# [Dataset content]
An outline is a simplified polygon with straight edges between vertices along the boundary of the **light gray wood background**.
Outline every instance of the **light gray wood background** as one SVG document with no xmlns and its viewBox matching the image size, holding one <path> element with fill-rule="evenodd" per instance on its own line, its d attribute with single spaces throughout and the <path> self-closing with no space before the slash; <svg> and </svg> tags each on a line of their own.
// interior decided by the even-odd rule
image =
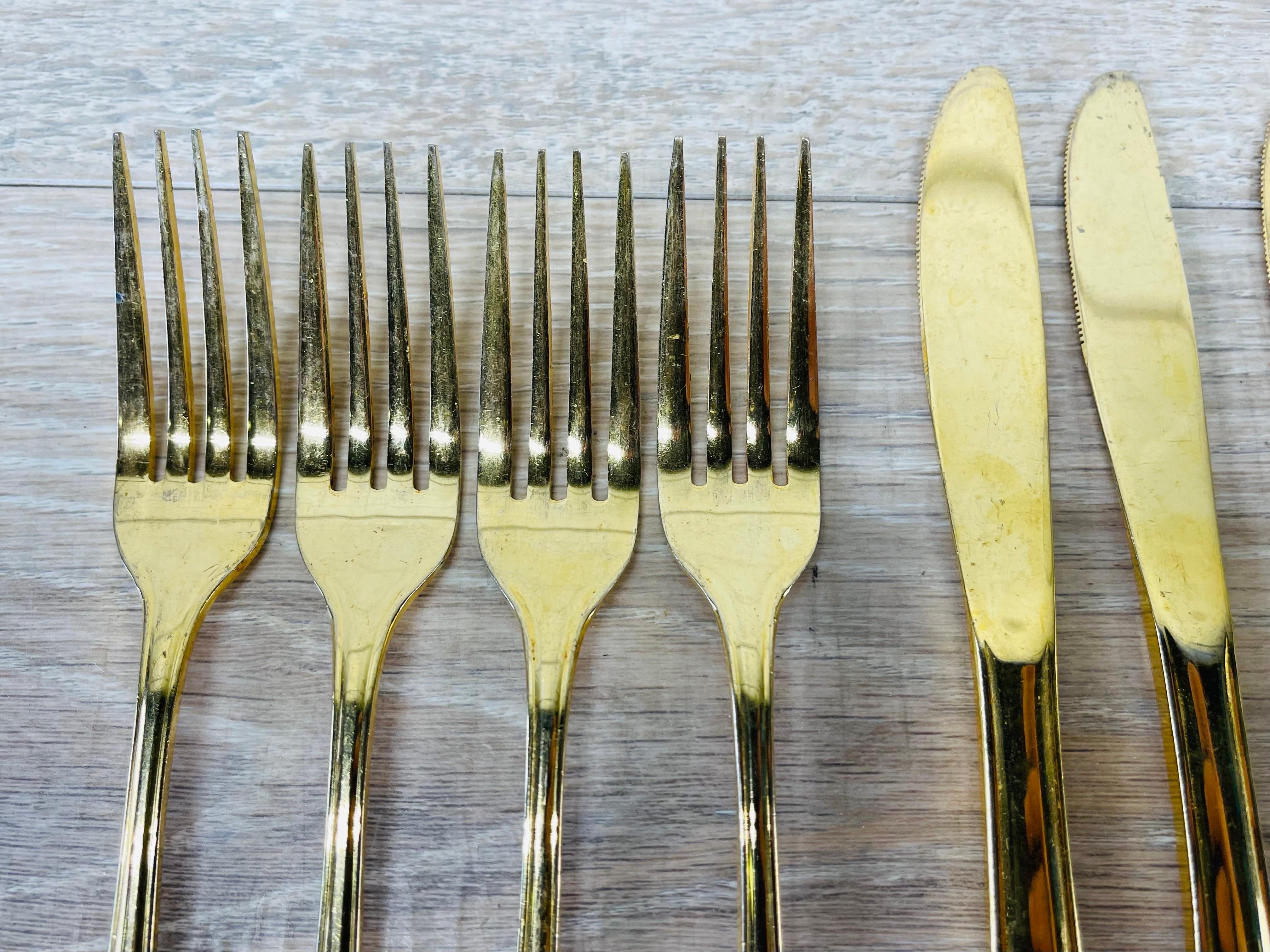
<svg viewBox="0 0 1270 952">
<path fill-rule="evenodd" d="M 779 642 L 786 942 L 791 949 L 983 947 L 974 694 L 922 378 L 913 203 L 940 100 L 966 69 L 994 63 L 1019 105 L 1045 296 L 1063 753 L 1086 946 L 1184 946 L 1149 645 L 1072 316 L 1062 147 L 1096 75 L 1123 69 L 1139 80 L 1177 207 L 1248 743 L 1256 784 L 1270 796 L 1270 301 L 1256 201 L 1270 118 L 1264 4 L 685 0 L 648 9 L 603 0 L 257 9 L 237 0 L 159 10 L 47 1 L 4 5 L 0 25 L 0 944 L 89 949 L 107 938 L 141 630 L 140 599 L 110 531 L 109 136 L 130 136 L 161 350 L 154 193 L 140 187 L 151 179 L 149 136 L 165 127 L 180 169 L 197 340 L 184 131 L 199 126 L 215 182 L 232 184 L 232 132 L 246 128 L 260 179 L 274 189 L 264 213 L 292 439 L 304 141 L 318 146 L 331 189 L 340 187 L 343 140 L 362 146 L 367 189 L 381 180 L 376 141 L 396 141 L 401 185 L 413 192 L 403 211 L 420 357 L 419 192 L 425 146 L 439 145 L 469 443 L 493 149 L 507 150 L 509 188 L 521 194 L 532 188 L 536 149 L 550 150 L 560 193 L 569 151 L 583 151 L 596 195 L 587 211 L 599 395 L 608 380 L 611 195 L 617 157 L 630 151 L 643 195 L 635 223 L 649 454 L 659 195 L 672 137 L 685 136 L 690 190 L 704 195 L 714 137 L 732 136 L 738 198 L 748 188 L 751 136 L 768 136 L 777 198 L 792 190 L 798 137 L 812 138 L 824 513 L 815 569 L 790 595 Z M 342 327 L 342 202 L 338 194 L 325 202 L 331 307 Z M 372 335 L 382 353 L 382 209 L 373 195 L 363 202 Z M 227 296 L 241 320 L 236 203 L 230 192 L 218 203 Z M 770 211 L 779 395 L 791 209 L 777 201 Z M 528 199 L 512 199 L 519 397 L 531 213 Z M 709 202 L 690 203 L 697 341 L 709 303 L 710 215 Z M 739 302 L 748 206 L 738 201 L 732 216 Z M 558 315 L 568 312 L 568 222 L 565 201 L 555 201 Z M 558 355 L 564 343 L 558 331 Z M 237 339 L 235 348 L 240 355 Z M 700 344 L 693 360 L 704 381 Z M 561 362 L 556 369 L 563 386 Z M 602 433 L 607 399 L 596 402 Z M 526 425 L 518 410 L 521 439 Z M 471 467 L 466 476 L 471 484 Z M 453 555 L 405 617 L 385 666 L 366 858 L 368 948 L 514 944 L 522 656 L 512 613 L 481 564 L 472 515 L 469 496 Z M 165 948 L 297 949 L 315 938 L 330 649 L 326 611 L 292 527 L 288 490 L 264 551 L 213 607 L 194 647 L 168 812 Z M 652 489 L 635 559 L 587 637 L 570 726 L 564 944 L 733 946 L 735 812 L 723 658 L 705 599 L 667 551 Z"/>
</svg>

# [Set exercise]
Can you render every line of the items above as a JSON list of strings, one string per line, with blank lines dropped and the pictures left out?

# [Written answer]
[
  "An outline is a simplified polygon with straight edges between vertices along the boundary of the **light gray wood background**.",
  "Outline every instance of the **light gray wood background** as one SVG document with no xmlns and its viewBox matching the image size, holding one <path> element with fill-rule=\"evenodd\" per instance on its own line, its d attribute with single spaces throughout and the <path> self-closing with no space before the slash; <svg> and </svg> tags each on a line of their own.",
  "// interior decided by the even-odd rule",
  "image =",
  "<svg viewBox=\"0 0 1270 952\">",
  "<path fill-rule=\"evenodd\" d=\"M 779 642 L 786 942 L 791 949 L 983 947 L 974 694 L 922 378 L 913 203 L 940 100 L 966 69 L 994 63 L 1019 105 L 1045 296 L 1063 753 L 1086 946 L 1184 946 L 1149 645 L 1072 316 L 1062 147 L 1096 75 L 1123 69 L 1139 80 L 1177 207 L 1248 743 L 1256 784 L 1270 796 L 1270 301 L 1256 201 L 1270 118 L 1264 4 L 685 0 L 648 9 L 603 0 L 257 9 L 237 0 L 159 10 L 47 1 L 4 5 L 0 25 L 0 944 L 89 949 L 107 938 L 141 630 L 140 599 L 110 531 L 109 136 L 130 136 L 161 350 L 154 193 L 140 187 L 151 179 L 149 136 L 165 127 L 180 169 L 197 340 L 184 131 L 199 126 L 215 182 L 232 184 L 232 132 L 246 128 L 260 179 L 274 189 L 264 213 L 292 439 L 304 141 L 318 146 L 331 189 L 340 187 L 343 140 L 362 146 L 367 189 L 381 180 L 376 141 L 396 141 L 401 185 L 413 192 L 403 211 L 420 357 L 419 192 L 425 146 L 439 145 L 469 443 L 493 149 L 507 150 L 509 188 L 521 194 L 532 188 L 536 149 L 550 150 L 560 193 L 569 151 L 583 151 L 596 195 L 587 211 L 599 395 L 608 380 L 611 195 L 617 157 L 630 151 L 643 195 L 635 223 L 649 454 L 659 195 L 672 137 L 685 136 L 690 190 L 704 195 L 714 137 L 732 136 L 738 198 L 748 188 L 751 136 L 768 136 L 777 198 L 792 190 L 798 137 L 812 138 L 824 513 L 815 569 L 790 595 Z M 342 327 L 342 202 L 338 194 L 325 202 L 331 307 Z M 372 335 L 382 353 L 382 209 L 373 195 L 363 202 Z M 227 296 L 241 320 L 236 203 L 230 192 L 218 203 Z M 770 211 L 779 395 L 791 209 L 777 201 Z M 528 199 L 512 199 L 519 397 L 531 213 Z M 709 202 L 690 203 L 697 341 L 709 303 L 710 215 Z M 739 302 L 748 206 L 738 201 L 732 216 Z M 558 315 L 568 312 L 568 222 L 565 201 L 555 201 Z M 558 355 L 564 343 L 558 331 Z M 237 339 L 235 348 L 240 355 Z M 700 344 L 693 360 L 704 381 Z M 561 362 L 556 369 L 563 386 Z M 602 433 L 607 399 L 596 402 Z M 526 425 L 518 410 L 521 439 Z M 471 467 L 466 476 L 471 484 Z M 453 555 L 405 617 L 385 666 L 366 858 L 368 948 L 514 944 L 522 656 L 512 613 L 481 564 L 472 515 L 469 496 Z M 165 948 L 297 949 L 315 938 L 330 649 L 326 611 L 292 527 L 288 490 L 264 551 L 213 607 L 194 647 L 168 812 Z M 652 489 L 635 559 L 587 637 L 570 726 L 564 944 L 733 946 L 735 812 L 723 658 L 705 599 L 667 551 Z\"/>",
  "</svg>"
]